Exercise brief:
Would you please return the lines of the entries below starting at the line that has "In this exercise you will locate the window" and ending at the line that has "In this exercise you will locate the building", both included, exactly as they are?

Listed records:
+ + + +

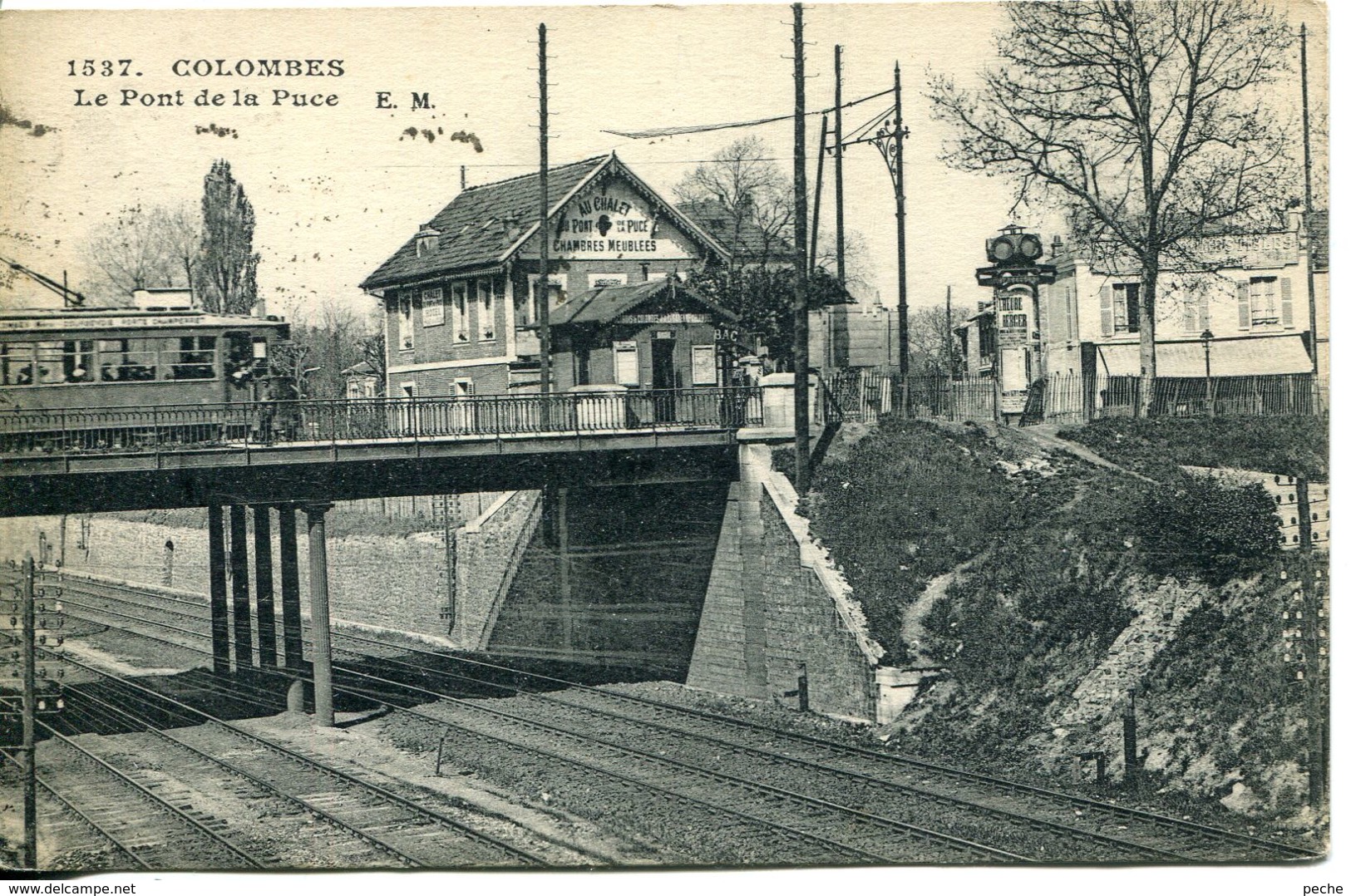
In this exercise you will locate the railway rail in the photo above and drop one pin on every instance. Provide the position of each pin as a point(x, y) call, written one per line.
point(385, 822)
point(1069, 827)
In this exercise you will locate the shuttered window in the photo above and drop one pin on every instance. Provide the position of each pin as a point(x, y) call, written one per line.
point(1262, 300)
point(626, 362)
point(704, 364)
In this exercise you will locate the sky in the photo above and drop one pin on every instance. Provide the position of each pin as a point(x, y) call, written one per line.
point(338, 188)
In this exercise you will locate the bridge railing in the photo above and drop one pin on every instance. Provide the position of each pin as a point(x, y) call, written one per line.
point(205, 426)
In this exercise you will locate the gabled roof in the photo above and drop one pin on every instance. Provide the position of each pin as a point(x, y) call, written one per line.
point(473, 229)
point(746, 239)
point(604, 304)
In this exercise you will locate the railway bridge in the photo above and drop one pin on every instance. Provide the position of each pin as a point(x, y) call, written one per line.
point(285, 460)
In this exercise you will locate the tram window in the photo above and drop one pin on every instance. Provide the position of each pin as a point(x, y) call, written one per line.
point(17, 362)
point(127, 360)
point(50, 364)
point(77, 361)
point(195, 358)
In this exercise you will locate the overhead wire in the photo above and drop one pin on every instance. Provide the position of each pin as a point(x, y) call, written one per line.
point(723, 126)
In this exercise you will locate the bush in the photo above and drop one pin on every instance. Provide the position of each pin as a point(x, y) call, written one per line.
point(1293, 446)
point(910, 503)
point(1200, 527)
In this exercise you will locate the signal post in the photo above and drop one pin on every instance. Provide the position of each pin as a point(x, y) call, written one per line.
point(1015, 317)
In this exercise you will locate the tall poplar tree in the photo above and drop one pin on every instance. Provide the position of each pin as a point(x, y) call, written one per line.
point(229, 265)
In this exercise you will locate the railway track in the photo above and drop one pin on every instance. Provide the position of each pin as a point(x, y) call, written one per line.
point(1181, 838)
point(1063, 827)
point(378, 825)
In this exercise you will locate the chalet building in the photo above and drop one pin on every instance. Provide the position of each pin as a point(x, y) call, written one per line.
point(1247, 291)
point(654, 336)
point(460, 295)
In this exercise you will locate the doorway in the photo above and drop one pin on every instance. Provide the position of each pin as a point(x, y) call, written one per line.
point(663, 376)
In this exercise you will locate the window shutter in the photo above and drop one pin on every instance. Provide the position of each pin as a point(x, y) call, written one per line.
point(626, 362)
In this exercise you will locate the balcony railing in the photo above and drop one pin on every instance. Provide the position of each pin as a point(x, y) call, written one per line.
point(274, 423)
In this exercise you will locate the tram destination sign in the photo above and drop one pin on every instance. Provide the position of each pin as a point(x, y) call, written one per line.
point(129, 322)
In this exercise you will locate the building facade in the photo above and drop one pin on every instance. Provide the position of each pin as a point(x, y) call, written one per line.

+ + + +

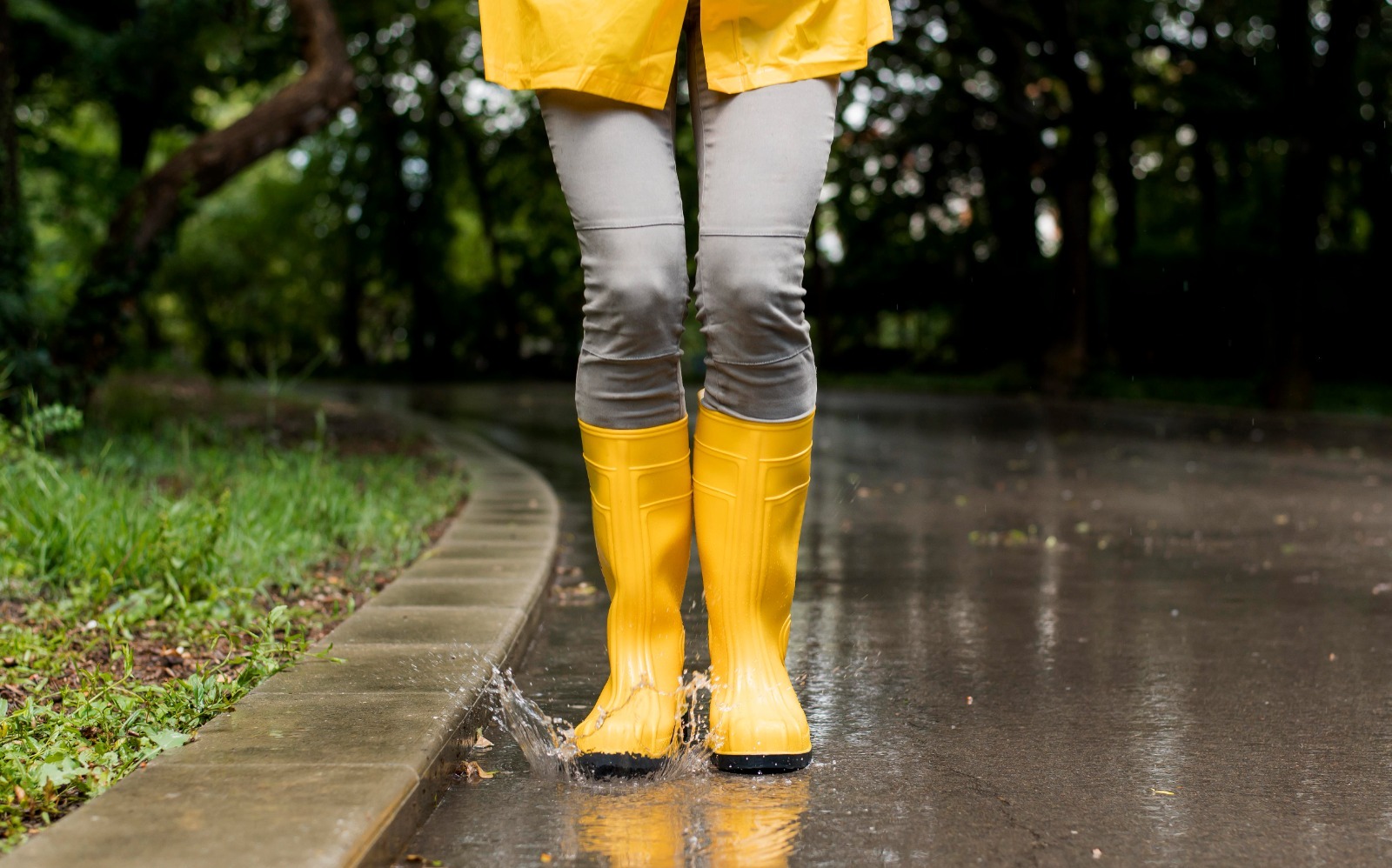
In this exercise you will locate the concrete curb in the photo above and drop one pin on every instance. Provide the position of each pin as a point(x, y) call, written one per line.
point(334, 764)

+ + + +

Answer box:
In this exercise you will locate the window shutter in the photo above and drop one pin on every instance. Provide the position of each pin as a point(x, y) call, written one per line.
point(626, 362)
In this exercise you will locate the balcony railing in the photo above and drop one pin on every instance. Provide the position of each pin as a point(x, y) call, written one per line.
point(274, 423)
In this exercise you will locate the tram destination sign in the photo above and drop one pin on every instance. Provide the position of each pin as a point(x, y) call, written one per line.
point(129, 322)
In this exercise you will locate the building facade in the photo above and drop one pin on every instance. Provide the position of each pin as a point(x, y) call, written one per line.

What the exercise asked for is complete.